■ YOUR GOAL: Print these lines back exactly as they appear, with no changes.

(Data items)
|---|

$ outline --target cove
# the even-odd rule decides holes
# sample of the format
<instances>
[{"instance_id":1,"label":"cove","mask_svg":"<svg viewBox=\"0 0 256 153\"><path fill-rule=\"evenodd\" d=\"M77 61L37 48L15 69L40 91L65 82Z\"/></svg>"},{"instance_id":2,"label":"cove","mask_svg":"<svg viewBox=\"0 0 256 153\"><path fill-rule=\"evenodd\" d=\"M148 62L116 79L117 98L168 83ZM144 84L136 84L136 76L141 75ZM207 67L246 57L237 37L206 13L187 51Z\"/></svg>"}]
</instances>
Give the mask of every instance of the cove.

|---|

■ EXERCISE ANSWER:
$ outline --target cove
# the even-odd rule decides holes
# sample of the format
<instances>
[{"instance_id":1,"label":"cove","mask_svg":"<svg viewBox=\"0 0 256 153\"><path fill-rule=\"evenodd\" d=\"M77 61L37 48L15 69L40 91L65 82Z\"/></svg>"},{"instance_id":2,"label":"cove","mask_svg":"<svg viewBox=\"0 0 256 153\"><path fill-rule=\"evenodd\" d=\"M148 62L116 79L117 98L168 83ZM144 84L136 84L136 76L141 75ZM207 67L246 57L237 37L206 13L187 51Z\"/></svg>"}]
</instances>
Give the mask of every instance of the cove.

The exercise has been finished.